◆ **What to do**
Your copy of the lines below must match them exactly and contain no images.

[Dataset entries]
=======

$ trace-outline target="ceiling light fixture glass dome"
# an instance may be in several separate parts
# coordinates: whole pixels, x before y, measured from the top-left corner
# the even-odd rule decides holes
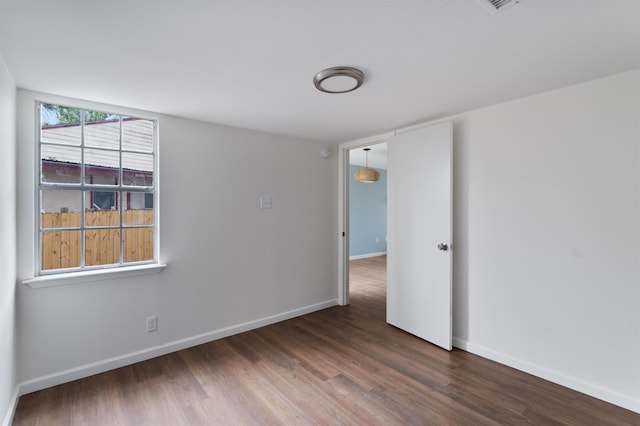
[[[353,67],[331,67],[313,77],[316,89],[325,93],[348,93],[362,86],[364,73]]]

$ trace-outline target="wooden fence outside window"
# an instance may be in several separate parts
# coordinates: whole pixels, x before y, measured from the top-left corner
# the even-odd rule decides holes
[[[43,228],[80,227],[81,213],[43,213]],[[85,215],[85,266],[118,264],[120,243],[124,263],[153,259],[153,228],[91,229],[90,227],[118,226],[117,210],[87,211]],[[122,212],[127,226],[152,225],[153,210],[126,210]],[[80,266],[80,230],[43,231],[40,235],[41,269],[78,268]]]

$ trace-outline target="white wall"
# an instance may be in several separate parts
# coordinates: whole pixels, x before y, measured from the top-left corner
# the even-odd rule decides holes
[[[33,273],[36,98],[78,103],[18,91],[21,279]],[[23,391],[336,303],[336,156],[323,159],[319,142],[159,120],[160,249],[168,268],[138,278],[20,286]],[[272,197],[272,209],[259,209],[261,195]],[[155,333],[145,332],[149,315],[158,315]]]
[[[18,99],[20,278],[33,269],[34,96]],[[335,299],[335,156],[160,118],[169,268],[21,286],[19,380],[36,387],[47,374]],[[456,344],[640,411],[640,70],[453,121]],[[261,194],[272,210],[257,208]],[[151,314],[159,331],[147,334]]]
[[[456,345],[640,412],[640,70],[453,121]]]
[[[0,421],[16,385],[16,85],[0,56]],[[6,416],[6,417],[5,417]]]

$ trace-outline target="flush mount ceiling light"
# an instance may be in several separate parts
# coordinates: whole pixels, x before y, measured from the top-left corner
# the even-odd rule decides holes
[[[356,90],[364,82],[364,73],[353,67],[332,67],[313,77],[316,89],[325,93],[347,93]]]
[[[495,15],[497,12],[501,12],[503,8],[507,6],[520,3],[520,0],[477,0],[482,6],[484,6],[489,13]]]
[[[353,174],[353,178],[356,180],[356,182],[375,183],[378,181],[378,179],[380,179],[380,173],[378,173],[377,170],[369,168],[369,151],[371,151],[371,148],[364,148],[364,153],[367,158],[365,168],[356,170],[356,172]]]

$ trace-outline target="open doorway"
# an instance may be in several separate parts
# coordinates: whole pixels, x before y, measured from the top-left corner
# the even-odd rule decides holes
[[[342,144],[338,150],[338,304],[349,304],[349,157],[387,142],[386,322],[452,348],[452,153],[450,121]],[[357,152],[357,151],[355,151]]]
[[[377,180],[356,180],[363,169],[375,170]],[[373,172],[359,172],[360,176]],[[349,150],[348,170],[348,289],[350,303],[385,320],[387,280],[387,144]]]

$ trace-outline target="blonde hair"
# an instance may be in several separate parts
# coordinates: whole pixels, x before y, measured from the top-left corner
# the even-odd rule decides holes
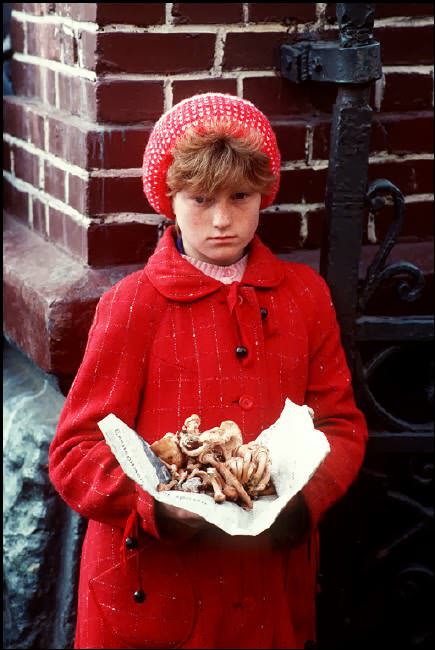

=======

◆ **Your solution**
$ trace-outline target="ceiling light fixture glass dome"
# an instance may be in several separate parts
# coordinates: whole pixels, x before y, measured from the top-left corner
# the even-odd rule decides holes
[[[353,67],[331,67],[313,77],[316,89],[325,93],[348,93],[362,86],[364,73]]]

$ trace-outline target="wooden fence outside window"
# an instance may be in several separate parts
# coordinates: whole pixels, x before y, measured from the top-left corner
# the even-odd rule decides holes
[[[43,228],[80,227],[81,213],[43,213]],[[85,215],[85,266],[118,264],[120,243],[124,263],[153,259],[153,228],[91,229],[90,227],[118,226],[117,210],[87,211]],[[122,212],[127,226],[152,225],[153,210],[126,210]],[[80,266],[80,230],[43,231],[40,235],[41,269],[78,268]]]

$ trace-outline target="white wall"
# an instance may be in several separate parts
# coordinates: whole pixels, x before y, measured from the top-left corner
# the even-odd rule decides holes
[[[33,273],[36,98],[78,103],[18,91],[21,279]],[[23,391],[336,303],[336,156],[323,159],[319,142],[159,120],[160,249],[168,268],[138,278],[20,286]],[[272,197],[272,209],[259,209],[261,195]],[[155,333],[145,332],[149,315],[158,315]]]
[[[18,99],[20,278],[33,269],[34,96]],[[335,299],[335,156],[160,118],[169,268],[21,286],[19,380],[36,387],[47,374]],[[456,344],[640,411],[640,70],[453,121]],[[261,194],[272,210],[257,208]],[[151,314],[159,331],[147,334]]]
[[[456,345],[640,412],[640,70],[453,121]]]
[[[0,421],[16,385],[16,85],[0,56]],[[6,416],[6,417],[5,417]]]

$ trace-outline target="flush mount ceiling light"
# an instance may be in several separate parts
# coordinates: whole pixels, x before y, measured from the top-left corner
# the even-odd rule decides holes
[[[356,90],[364,82],[364,73],[353,67],[332,67],[313,77],[316,89],[325,93],[347,93]]]
[[[495,15],[497,12],[501,12],[503,8],[507,6],[520,3],[520,0],[477,0],[482,6],[484,6],[489,13]]]
[[[353,174],[353,178],[356,180],[356,182],[375,183],[378,181],[378,179],[380,179],[380,173],[378,173],[377,170],[369,168],[369,151],[371,151],[371,148],[364,148],[364,153],[367,158],[365,168],[356,170],[356,172]]]

$ trace-outline target="open doorway"
# an instance may be in several separate parts
# coordinates: whole pixels, x before y, measured from the top-left corner
# the even-odd rule decides holes
[[[342,144],[338,150],[338,304],[349,304],[349,157],[387,142],[386,322],[452,348],[452,153],[450,121]],[[357,152],[357,151],[355,151]]]
[[[377,180],[356,180],[363,169],[375,170]],[[373,172],[359,172],[360,176]],[[349,150],[348,170],[348,289],[350,303],[385,320],[387,280],[387,144]]]

$ trace-outline target="blonde hair"
# an instance may be in several separate parts
# coordinates: whole pixels, x before y, measured from the top-left corner
# the even-odd rule decides holes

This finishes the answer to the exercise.